§ **What is being asked**: Write out the line with "of the blue" and every later line through the end of the data below, exactly as given, with no pictures in the copy.
+++ Record list
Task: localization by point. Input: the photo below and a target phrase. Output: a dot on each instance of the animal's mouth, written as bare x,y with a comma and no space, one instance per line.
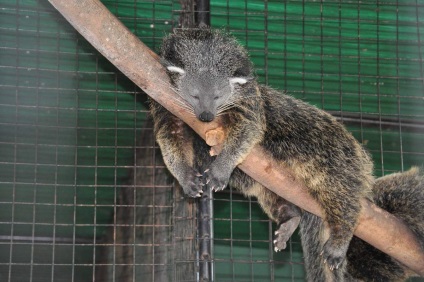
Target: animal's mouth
206,116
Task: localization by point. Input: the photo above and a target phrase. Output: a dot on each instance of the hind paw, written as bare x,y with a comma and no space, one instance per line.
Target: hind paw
193,184
284,232
333,255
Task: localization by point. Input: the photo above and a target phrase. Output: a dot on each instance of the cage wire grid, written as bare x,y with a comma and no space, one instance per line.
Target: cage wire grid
83,192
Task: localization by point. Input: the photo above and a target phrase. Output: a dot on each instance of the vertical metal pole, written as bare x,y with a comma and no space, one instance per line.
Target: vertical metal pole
205,210
203,15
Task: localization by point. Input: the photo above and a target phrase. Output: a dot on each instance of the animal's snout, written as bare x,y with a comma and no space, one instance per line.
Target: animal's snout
206,116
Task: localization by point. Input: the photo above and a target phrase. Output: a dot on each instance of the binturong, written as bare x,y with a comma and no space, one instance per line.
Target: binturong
212,76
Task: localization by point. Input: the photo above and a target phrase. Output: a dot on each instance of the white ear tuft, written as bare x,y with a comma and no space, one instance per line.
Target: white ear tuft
238,80
176,69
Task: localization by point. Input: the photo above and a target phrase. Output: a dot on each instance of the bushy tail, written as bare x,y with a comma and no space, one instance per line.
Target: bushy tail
401,194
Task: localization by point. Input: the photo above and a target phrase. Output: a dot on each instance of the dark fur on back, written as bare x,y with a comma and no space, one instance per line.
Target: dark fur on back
212,75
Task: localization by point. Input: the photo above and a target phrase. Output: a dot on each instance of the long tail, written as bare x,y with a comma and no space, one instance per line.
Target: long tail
401,194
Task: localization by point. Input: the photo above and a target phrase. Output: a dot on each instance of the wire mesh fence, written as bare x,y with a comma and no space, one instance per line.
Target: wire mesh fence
83,191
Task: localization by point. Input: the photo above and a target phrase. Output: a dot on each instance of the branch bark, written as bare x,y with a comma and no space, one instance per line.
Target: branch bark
108,35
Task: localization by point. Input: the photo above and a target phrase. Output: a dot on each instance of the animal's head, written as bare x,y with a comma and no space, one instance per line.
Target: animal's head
208,68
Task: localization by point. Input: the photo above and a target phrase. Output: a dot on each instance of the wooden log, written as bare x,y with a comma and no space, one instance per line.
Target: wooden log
108,35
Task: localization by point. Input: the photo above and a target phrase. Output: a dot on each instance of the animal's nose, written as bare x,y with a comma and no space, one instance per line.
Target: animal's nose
206,116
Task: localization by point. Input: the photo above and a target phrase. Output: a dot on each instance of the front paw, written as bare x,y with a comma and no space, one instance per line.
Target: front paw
216,179
192,183
334,254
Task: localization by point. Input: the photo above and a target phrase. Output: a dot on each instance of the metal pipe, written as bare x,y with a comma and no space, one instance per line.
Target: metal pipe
142,66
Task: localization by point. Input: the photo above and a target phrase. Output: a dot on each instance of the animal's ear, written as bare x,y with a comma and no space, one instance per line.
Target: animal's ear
176,70
238,80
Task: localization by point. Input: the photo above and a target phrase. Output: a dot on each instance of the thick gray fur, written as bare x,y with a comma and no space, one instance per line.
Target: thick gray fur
215,78
401,194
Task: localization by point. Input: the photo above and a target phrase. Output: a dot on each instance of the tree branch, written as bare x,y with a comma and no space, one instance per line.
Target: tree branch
108,35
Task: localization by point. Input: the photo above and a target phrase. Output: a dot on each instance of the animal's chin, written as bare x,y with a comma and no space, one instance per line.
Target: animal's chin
206,116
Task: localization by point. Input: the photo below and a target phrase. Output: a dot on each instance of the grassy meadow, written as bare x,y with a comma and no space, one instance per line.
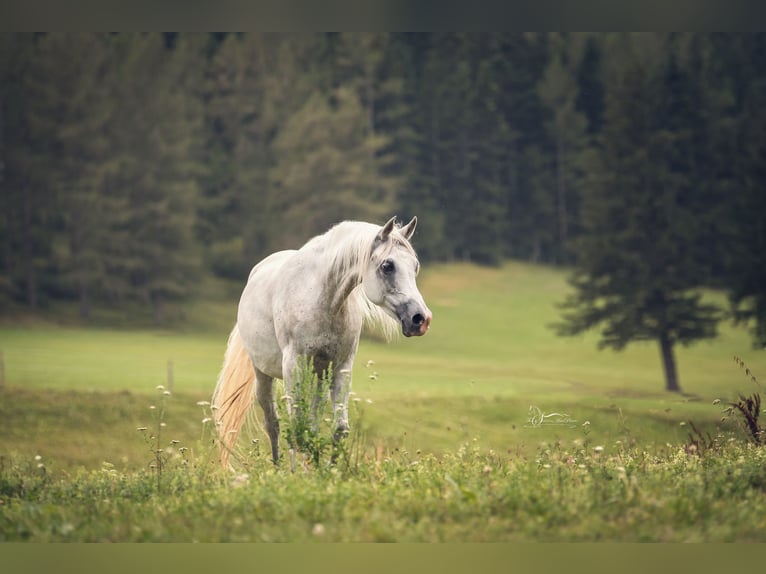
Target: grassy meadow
443,447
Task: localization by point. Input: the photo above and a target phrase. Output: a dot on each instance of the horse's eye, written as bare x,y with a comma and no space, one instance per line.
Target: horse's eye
387,267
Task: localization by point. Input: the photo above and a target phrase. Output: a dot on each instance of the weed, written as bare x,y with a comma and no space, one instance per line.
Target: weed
307,414
749,408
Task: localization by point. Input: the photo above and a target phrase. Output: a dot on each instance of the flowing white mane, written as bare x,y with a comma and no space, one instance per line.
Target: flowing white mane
348,247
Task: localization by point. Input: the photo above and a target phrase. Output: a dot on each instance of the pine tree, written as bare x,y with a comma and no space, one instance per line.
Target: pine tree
635,276
158,132
566,129
746,206
73,106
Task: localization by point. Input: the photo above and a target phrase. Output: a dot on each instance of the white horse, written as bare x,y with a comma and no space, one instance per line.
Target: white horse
311,304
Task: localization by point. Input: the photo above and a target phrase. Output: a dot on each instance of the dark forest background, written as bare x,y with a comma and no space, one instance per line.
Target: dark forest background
134,166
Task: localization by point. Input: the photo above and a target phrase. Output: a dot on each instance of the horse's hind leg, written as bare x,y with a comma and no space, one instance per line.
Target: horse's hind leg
264,391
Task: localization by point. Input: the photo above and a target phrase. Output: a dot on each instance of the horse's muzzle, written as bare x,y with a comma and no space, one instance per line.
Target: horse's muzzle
416,324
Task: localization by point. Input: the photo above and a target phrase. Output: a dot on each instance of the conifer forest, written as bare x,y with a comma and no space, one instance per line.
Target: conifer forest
135,166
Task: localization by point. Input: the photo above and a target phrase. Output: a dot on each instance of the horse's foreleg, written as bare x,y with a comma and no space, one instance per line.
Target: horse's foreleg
264,391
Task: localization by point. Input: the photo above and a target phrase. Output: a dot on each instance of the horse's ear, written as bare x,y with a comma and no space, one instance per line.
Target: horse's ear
409,229
387,229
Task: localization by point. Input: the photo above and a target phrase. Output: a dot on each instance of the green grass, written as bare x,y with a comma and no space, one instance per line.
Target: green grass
446,451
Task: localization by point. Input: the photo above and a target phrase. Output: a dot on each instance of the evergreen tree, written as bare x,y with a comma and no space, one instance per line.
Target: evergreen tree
158,131
746,204
323,173
566,129
72,107
635,277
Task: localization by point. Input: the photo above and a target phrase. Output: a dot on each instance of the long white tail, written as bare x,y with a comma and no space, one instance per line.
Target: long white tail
233,395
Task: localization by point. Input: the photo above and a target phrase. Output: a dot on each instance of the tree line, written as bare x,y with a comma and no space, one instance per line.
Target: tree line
134,164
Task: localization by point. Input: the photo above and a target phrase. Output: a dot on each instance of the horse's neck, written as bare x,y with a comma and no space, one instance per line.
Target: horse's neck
343,276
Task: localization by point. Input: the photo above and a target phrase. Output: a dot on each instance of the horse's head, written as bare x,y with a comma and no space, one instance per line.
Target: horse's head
389,281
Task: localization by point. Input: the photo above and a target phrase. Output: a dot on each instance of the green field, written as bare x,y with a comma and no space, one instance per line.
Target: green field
447,452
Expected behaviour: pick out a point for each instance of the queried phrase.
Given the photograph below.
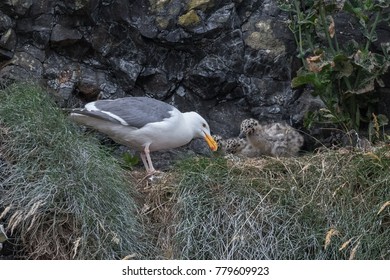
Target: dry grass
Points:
(63, 196)
(330, 205)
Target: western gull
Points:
(145, 124)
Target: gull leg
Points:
(151, 169)
(143, 157)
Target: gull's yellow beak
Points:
(211, 142)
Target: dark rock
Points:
(7, 44)
(16, 7)
(5, 22)
(64, 36)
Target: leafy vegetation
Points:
(344, 76)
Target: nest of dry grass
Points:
(330, 205)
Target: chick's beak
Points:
(211, 142)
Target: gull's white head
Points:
(201, 129)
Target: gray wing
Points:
(132, 111)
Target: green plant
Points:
(62, 195)
(344, 75)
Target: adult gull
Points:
(145, 124)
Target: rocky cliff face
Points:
(226, 59)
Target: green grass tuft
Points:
(62, 195)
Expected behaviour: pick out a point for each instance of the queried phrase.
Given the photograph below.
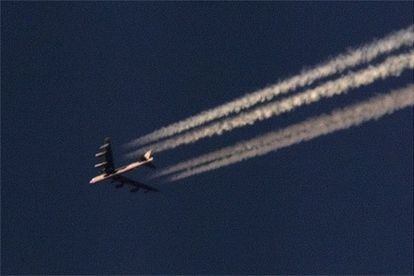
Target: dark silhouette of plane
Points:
(116, 175)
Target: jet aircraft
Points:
(116, 175)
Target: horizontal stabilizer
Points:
(99, 154)
(104, 146)
(103, 164)
(150, 165)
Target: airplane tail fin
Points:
(146, 157)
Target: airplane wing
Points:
(105, 156)
(134, 184)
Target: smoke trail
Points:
(344, 118)
(392, 66)
(336, 65)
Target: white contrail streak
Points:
(392, 66)
(347, 117)
(353, 57)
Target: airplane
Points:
(116, 175)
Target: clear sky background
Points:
(75, 72)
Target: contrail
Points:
(347, 117)
(392, 66)
(353, 57)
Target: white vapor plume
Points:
(347, 117)
(392, 66)
(351, 58)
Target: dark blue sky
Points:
(75, 72)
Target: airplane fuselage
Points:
(119, 171)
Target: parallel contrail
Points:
(347, 117)
(392, 66)
(354, 57)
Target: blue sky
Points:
(75, 72)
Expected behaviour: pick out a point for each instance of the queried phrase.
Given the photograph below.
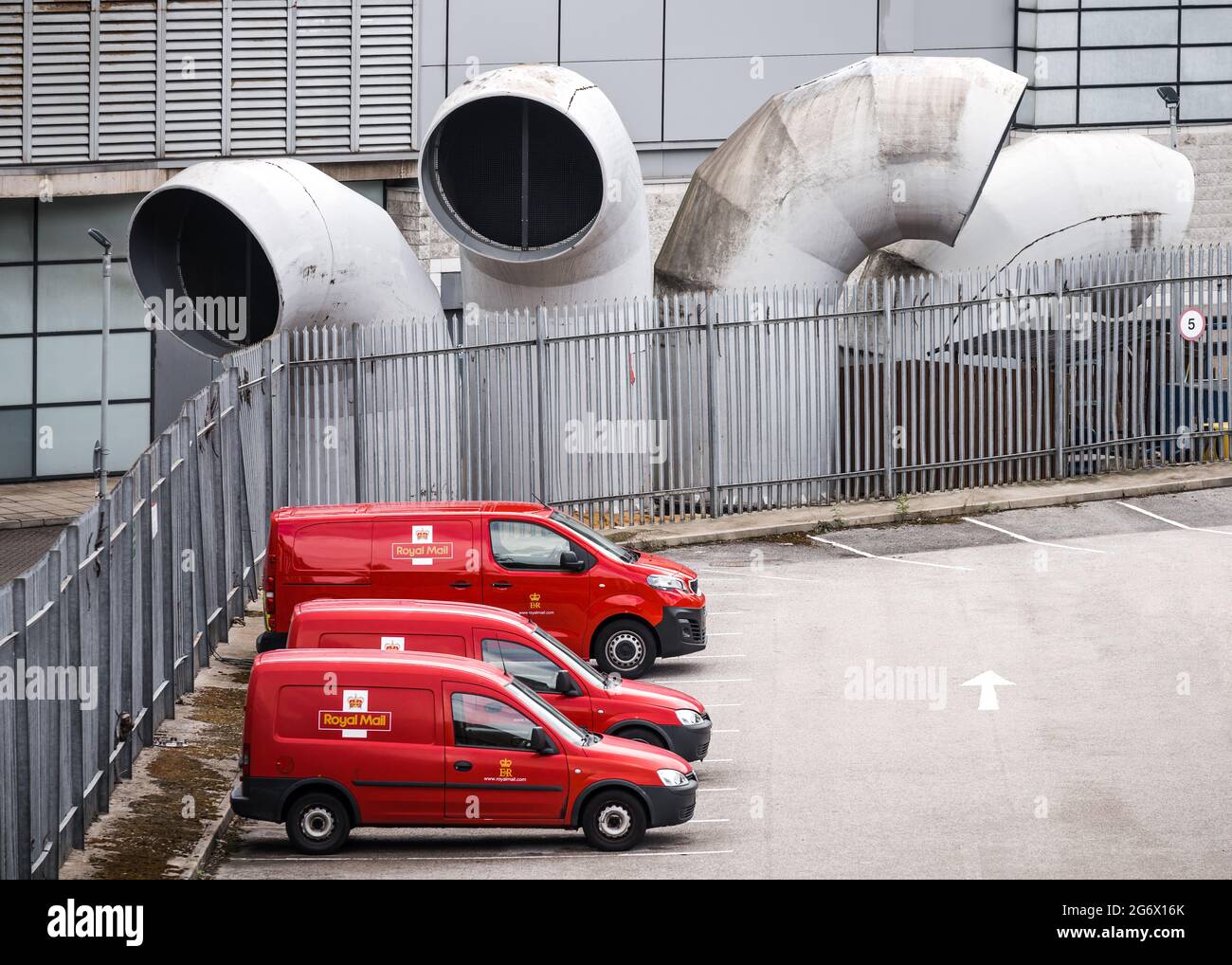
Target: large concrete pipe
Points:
(1064, 195)
(821, 175)
(885, 149)
(302, 249)
(297, 246)
(531, 171)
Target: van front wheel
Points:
(318, 824)
(614, 821)
(625, 647)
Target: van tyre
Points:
(318, 824)
(626, 647)
(644, 736)
(614, 821)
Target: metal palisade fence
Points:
(624, 414)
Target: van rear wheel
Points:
(318, 824)
(625, 647)
(614, 821)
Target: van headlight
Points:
(676, 584)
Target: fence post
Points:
(1060, 397)
(267, 413)
(73, 627)
(361, 483)
(541, 399)
(146, 537)
(887, 391)
(711, 407)
(21, 751)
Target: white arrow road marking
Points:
(1170, 521)
(1027, 538)
(988, 682)
(887, 558)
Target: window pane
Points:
(70, 299)
(65, 436)
(526, 545)
(17, 230)
(531, 667)
(16, 368)
(68, 368)
(16, 299)
(15, 444)
(63, 223)
(480, 721)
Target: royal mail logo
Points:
(355, 719)
(344, 719)
(423, 551)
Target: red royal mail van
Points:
(602, 600)
(337, 738)
(603, 702)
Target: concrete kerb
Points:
(929, 508)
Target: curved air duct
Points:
(531, 171)
(1062, 195)
(302, 249)
(885, 149)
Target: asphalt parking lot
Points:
(849, 743)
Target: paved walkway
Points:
(934, 505)
(45, 503)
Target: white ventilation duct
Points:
(531, 171)
(297, 246)
(885, 149)
(1064, 195)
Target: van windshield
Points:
(570, 658)
(561, 725)
(590, 537)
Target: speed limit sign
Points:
(1191, 324)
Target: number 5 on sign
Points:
(1191, 324)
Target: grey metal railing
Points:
(625, 414)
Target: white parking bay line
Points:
(1027, 538)
(887, 558)
(1170, 521)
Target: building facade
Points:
(102, 101)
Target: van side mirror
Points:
(540, 744)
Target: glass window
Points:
(483, 721)
(70, 299)
(529, 665)
(526, 545)
(17, 300)
(68, 366)
(16, 371)
(16, 230)
(15, 447)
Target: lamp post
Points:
(100, 450)
(1170, 98)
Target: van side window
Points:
(518, 545)
(480, 721)
(531, 667)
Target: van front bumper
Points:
(670, 805)
(690, 741)
(681, 630)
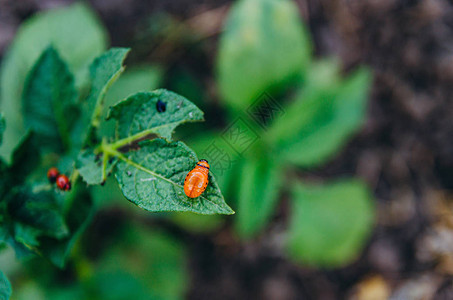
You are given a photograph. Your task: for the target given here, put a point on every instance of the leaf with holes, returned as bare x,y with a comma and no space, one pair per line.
158,112
153,178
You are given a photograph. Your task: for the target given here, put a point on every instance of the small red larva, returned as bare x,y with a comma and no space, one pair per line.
197,179
63,183
52,174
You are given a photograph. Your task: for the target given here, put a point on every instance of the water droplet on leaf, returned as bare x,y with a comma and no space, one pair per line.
161,106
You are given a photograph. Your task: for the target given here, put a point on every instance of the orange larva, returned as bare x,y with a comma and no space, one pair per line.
197,179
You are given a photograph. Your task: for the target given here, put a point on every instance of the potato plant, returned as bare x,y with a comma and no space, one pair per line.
298,111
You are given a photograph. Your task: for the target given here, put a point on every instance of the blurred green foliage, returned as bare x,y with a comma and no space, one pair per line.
59,28
5,287
329,223
264,43
264,50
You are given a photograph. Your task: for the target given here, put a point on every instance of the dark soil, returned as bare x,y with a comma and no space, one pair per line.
405,150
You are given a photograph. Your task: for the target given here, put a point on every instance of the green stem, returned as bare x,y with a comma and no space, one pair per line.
130,139
111,151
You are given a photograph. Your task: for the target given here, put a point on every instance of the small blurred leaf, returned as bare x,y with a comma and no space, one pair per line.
37,209
90,167
264,44
138,114
329,224
320,122
79,212
153,269
2,127
259,184
74,31
140,78
48,95
153,178
103,71
5,287
25,158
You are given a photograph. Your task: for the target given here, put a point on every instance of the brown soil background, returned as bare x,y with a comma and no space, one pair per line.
405,150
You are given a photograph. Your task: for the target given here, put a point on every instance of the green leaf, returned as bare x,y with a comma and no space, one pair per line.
264,44
153,178
77,34
48,98
37,209
140,78
25,158
321,121
79,212
5,287
329,224
103,71
2,127
259,183
138,114
90,167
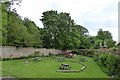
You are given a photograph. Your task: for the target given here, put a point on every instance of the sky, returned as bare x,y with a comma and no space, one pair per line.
92,14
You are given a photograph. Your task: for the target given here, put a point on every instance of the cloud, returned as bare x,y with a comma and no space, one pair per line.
92,14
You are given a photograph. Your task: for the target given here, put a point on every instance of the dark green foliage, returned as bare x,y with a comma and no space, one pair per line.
60,31
18,32
110,64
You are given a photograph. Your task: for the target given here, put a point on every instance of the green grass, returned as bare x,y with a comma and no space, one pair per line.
47,69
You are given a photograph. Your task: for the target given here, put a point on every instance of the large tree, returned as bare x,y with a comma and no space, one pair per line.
60,31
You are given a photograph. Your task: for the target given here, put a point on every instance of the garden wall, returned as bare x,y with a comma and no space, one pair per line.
8,51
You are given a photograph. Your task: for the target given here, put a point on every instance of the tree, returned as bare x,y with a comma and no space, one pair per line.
105,36
60,31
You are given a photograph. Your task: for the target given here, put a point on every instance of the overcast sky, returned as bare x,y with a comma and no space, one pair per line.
92,14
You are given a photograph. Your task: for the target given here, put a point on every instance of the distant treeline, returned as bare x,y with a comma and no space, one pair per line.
59,32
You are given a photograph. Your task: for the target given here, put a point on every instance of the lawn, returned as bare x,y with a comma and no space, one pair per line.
46,68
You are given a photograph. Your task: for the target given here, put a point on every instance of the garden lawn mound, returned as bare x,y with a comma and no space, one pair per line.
68,71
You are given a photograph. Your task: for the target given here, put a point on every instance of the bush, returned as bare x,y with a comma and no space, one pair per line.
96,57
90,53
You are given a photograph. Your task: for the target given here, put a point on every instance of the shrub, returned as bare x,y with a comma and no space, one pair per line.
90,53
96,57
36,54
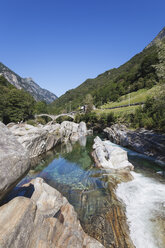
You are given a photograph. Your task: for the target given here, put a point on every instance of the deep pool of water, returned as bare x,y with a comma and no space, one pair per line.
70,169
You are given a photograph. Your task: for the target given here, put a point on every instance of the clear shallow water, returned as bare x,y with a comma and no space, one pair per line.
144,198
70,170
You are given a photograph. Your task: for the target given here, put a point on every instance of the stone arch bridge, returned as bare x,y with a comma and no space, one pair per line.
54,117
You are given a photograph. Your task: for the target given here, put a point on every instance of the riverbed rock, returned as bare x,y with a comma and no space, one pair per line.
45,220
108,156
117,168
142,141
14,161
40,139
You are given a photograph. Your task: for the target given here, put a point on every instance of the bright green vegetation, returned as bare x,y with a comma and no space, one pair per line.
143,71
15,105
139,96
151,115
118,111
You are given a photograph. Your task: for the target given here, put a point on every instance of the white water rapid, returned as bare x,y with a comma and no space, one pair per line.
144,198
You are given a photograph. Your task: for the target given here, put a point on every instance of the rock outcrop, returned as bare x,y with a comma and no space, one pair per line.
142,141
44,220
108,156
27,84
14,161
117,168
40,139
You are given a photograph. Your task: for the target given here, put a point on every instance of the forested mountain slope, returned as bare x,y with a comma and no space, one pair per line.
27,84
144,70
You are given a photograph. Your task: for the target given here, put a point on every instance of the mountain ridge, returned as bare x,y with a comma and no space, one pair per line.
159,37
27,84
143,70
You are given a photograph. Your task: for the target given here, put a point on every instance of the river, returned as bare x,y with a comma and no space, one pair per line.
70,169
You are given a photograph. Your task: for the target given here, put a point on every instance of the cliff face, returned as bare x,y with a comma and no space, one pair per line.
27,84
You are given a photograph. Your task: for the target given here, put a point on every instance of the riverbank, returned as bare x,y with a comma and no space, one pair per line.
40,216
143,141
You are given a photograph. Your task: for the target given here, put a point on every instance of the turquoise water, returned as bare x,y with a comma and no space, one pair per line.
70,169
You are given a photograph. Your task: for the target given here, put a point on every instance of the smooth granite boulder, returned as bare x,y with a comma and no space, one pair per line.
40,139
45,220
143,141
14,161
108,156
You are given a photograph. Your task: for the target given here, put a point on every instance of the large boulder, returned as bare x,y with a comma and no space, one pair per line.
40,139
113,160
108,156
36,140
14,161
142,141
45,220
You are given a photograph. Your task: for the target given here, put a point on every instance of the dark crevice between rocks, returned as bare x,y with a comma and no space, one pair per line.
26,191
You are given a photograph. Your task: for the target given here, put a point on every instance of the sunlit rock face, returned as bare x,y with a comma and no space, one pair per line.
14,161
142,141
113,160
109,156
40,139
45,220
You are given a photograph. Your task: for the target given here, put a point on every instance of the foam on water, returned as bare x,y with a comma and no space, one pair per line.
144,198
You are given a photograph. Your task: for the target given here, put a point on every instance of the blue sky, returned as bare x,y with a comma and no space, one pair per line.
61,43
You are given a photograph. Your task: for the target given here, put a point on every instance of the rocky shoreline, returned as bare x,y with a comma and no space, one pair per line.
41,216
40,139
143,141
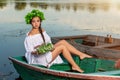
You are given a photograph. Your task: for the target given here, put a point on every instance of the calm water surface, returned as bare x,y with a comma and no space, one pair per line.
++++++
§ **Correct response**:
You are given a photograph. Your task: for the target given here, put a point on every instance of the blue sky, returned as bare x,y with a comma and no space, one pair per line.
61,43
You are given a photograph. Your task: for the target given here, put a point on every instance of the rocky shoreline, returned as bare x,y with a comma and no space, one pair per line.
41,216
40,139
143,141
You are given a photograph. Your task: for the target given here, put a point on every instance of the calm water surface, returned as bare x,y with a comma and no space, one pair per line.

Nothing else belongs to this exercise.